WHAT TO WORK ON: List each line of the material below that contains the word "yellow".

SUPPLIED RECORDS:
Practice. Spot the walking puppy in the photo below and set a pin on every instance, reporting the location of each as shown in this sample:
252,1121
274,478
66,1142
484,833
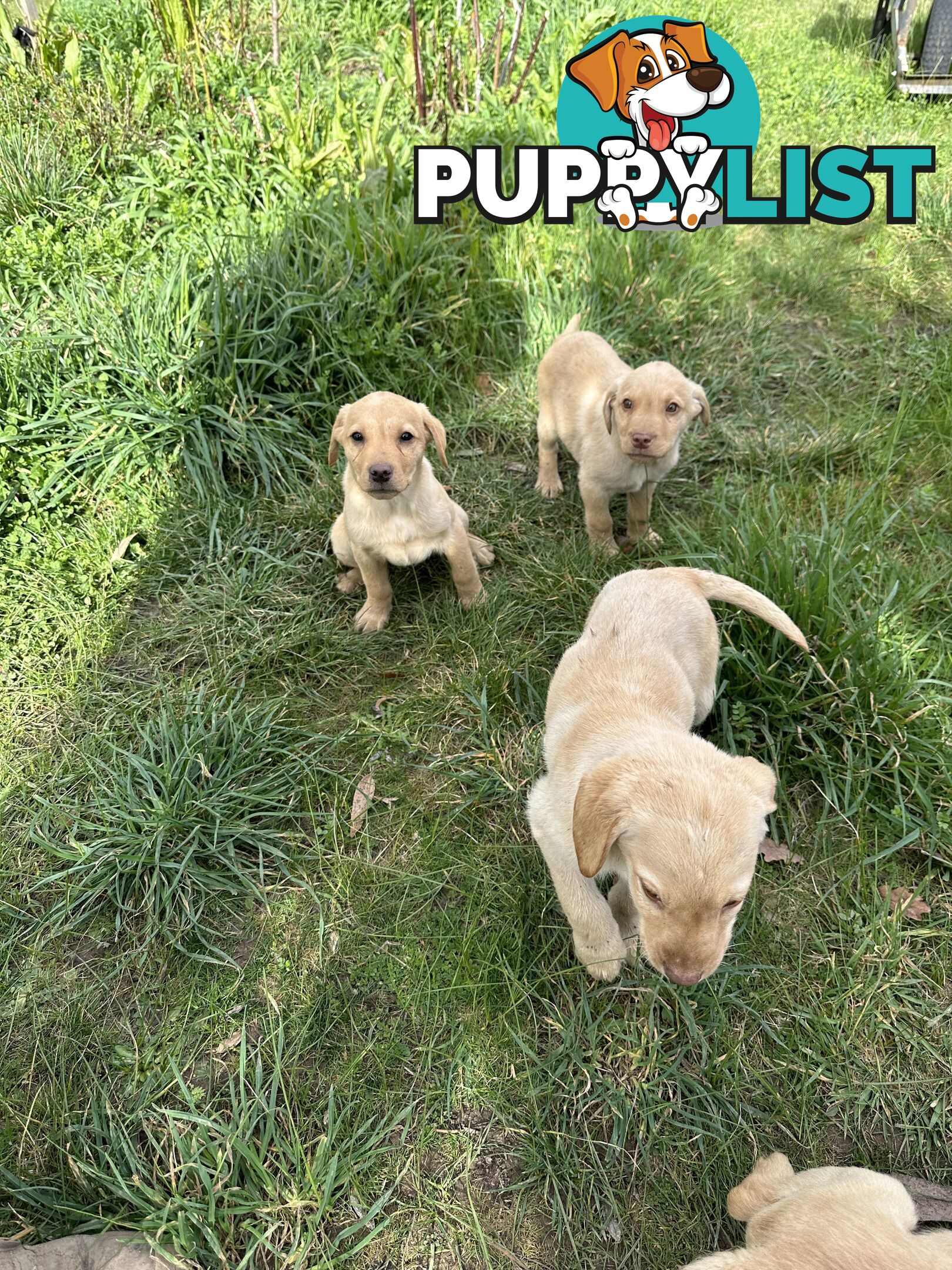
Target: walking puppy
395,510
631,793
620,423
827,1219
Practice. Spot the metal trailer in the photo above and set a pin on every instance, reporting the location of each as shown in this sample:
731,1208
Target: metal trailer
933,70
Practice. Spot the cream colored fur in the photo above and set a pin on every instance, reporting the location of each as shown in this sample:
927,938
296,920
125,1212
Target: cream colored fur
404,519
631,793
827,1219
598,407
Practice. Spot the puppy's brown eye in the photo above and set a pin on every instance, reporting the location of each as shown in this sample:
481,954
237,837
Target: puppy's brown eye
652,894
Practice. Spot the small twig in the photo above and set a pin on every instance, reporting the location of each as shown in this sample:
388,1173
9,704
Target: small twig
276,34
418,64
531,58
448,51
256,120
517,32
498,42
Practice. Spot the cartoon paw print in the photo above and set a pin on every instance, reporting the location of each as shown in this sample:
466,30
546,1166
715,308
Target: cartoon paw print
691,144
617,148
696,205
619,202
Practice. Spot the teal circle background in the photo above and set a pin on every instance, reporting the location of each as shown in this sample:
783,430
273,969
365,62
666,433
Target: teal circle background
582,122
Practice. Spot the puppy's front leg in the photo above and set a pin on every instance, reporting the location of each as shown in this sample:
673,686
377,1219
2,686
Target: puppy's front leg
598,516
639,513
466,577
375,614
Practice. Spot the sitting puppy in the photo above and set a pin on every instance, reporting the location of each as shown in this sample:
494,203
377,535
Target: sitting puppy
621,425
630,791
395,510
827,1219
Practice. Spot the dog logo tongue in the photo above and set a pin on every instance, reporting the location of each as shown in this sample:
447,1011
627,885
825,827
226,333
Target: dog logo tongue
659,129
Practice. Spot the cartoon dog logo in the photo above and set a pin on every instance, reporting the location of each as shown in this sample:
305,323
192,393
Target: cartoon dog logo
653,81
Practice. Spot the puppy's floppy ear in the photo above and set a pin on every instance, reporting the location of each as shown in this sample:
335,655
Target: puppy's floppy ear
608,409
692,38
337,435
760,780
597,817
700,398
435,432
768,1183
597,70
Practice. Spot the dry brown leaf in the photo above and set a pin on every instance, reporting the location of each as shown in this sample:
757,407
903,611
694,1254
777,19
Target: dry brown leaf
229,1043
773,853
362,798
933,1203
122,548
901,898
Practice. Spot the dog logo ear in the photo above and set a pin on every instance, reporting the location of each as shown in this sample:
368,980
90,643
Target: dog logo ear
435,432
337,433
597,70
692,38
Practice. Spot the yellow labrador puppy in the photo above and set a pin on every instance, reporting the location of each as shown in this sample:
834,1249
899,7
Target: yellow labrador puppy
622,426
827,1219
631,793
395,510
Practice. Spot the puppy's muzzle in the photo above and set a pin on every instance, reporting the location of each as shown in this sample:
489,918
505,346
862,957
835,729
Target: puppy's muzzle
705,79
640,442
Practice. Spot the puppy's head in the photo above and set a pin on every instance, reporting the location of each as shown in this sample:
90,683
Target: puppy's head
384,437
687,823
654,78
649,407
768,1181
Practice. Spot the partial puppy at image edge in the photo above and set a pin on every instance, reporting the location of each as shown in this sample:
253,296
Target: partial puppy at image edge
827,1219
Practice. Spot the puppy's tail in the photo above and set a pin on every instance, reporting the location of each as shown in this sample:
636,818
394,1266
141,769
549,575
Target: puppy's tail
718,586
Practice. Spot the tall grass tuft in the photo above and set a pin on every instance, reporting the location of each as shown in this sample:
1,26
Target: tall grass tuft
244,1178
148,831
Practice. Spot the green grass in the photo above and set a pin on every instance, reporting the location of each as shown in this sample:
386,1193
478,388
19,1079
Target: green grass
227,1020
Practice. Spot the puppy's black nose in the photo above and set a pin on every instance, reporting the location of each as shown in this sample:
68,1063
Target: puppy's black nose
682,974
705,79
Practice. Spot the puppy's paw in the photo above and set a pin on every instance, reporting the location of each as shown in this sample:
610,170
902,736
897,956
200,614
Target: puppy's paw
696,205
617,148
691,144
604,961
372,617
550,488
470,597
481,552
620,205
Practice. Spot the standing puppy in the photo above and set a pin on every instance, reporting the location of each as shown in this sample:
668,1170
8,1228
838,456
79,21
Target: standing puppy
621,425
395,510
827,1219
631,793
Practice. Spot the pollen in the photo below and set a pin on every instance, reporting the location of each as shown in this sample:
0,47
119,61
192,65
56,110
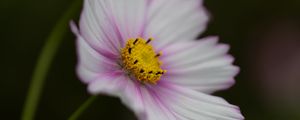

WRITTEN ANSWER:
Practice. Spot the yellow labrador puppy in the photo above and set a pin on every instance, reporting the location of each as shown in this sample:
Target: yellow labrador puppy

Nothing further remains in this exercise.